§ LATIHAN TERTULIS 1
Jawablah pertanyaan berikut berdasarkan bacaan tentang pacaran.
(a) Menurut bacaan, para cowok harus ingat bahwa pacar mereka bukan apa?
(b) Apa arti ta'aruf menurut bacaan?
(c) Dari surah dan ayat mana kutipan di akhir bacaan diambil?

━━━ BACAAN TERSEDIA

Dengan begitu, wahai para cowok, harap diingat bahwa pacarmu bukan istrimu. Dan buat para cewek, pacarmu bukanlah suamimu. Sama sekali tidak ada ikatan apa-apa di antara kalian berdua. Sayangi masa depan kalian berdua. Jangan dihancurkan hanya dengan perasaan ‘cinta’ yang nggak jelas juntrungannya.
Terakhir, tapi ini yang terpenting, pacaran itu sendiri budaya yang asing dalam Islam. Bahkan Islam pun nggak merestuinya, karena kenyataannya pacaran lebih berupa amalan mendekati zina daripada alasan untuk ta’aruf (saling kenal) atau silaturahmi, atau apalah alasannya. Langkah yang benar adalah tidak melakukan pacaran daripada jatuh ke dalam perangkap syetan. Apalagi kalau pacaran itu sekedar main-main belaka.
“Dan janganlah kamu mendekati zina; sesungguhnya zina itu adalah suatu perbuatan yang keji dan suatu jalan yang buruk.”(TQS. Al Israa’ [17]:32).

━━━━━━
━━━ BAGIAN DATA

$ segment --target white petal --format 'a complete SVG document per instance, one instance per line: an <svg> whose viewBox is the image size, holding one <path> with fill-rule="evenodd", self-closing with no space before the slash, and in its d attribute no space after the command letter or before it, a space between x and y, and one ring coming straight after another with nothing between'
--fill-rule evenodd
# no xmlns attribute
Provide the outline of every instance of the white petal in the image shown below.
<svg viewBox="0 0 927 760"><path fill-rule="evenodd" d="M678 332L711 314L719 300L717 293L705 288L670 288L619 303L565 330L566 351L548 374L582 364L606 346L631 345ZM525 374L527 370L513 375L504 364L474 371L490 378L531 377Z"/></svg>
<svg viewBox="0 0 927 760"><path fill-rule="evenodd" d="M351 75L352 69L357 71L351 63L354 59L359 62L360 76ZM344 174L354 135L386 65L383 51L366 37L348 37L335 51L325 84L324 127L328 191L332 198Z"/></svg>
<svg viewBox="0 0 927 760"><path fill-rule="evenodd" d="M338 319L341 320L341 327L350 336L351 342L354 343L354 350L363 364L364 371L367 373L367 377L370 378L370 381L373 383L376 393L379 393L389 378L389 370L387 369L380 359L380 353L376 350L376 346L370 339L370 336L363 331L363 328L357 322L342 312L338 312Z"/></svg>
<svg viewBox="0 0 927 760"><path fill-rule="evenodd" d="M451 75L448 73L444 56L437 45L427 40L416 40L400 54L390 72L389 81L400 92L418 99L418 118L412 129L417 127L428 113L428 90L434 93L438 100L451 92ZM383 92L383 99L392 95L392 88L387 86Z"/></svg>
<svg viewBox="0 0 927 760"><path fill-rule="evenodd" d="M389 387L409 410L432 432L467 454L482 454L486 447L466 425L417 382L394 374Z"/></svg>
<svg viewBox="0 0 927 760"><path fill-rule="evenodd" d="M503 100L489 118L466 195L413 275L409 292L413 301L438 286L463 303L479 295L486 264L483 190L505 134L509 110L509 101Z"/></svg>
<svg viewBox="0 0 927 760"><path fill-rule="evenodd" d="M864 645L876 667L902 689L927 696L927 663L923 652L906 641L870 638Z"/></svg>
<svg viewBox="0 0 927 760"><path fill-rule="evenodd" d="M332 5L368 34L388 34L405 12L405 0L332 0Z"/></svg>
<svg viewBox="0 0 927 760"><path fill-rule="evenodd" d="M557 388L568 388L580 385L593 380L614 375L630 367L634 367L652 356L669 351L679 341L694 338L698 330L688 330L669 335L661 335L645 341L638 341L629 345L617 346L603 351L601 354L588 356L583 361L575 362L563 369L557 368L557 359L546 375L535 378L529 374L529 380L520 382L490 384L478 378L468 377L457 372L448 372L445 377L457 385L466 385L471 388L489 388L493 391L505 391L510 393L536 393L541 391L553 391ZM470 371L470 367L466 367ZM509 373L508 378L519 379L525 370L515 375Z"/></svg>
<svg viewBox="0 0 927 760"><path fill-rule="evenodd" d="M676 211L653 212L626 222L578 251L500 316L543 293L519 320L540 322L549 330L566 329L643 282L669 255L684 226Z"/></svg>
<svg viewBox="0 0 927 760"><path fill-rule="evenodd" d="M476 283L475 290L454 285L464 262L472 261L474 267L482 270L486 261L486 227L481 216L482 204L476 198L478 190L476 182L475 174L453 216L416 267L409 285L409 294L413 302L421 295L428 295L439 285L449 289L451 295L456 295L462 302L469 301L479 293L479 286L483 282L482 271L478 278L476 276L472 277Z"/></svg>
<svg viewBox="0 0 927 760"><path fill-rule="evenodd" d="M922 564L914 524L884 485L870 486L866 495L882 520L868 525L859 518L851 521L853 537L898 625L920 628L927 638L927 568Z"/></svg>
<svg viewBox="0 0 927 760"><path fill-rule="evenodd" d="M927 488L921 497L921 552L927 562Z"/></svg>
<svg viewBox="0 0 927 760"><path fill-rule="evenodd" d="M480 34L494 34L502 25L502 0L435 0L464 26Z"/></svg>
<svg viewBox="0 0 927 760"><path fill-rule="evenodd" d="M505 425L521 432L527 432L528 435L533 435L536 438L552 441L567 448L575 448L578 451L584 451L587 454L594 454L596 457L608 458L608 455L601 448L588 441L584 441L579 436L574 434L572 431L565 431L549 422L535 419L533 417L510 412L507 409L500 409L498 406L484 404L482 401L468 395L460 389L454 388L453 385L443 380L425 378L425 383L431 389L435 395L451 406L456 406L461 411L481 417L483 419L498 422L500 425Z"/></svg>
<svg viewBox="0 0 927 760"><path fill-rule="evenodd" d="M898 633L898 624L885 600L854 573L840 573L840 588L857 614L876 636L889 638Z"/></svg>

━━━━━━

§ LATIHAN TERTULIS 2
Salin persis baris-baris catatan, mulai dari awal catatan sampai dengan baris yang memuat "# no xmlns attribute".

§ HASIL LATIHAN 1
(a) Pacar mereka bukan istri mereka.
(b) Ta'aruf berarti saling kenal.
(c) Kutipan itu diambil dari TQS. Al Israa' [17]:32.

§ HASIL LATIHAN 2
$ segment --target white petal --format 'a complete SVG document per instance, one instance per line: an <svg> whose viewBox is the image size, holding one <path> with fill-rule="evenodd", self-closing with no space before the slash, and in its d attribute no space after the command letter or before it, a space between x and y, and one ring coming straight after another with nothing between'
--fill-rule evenodd
# no xmlns attribute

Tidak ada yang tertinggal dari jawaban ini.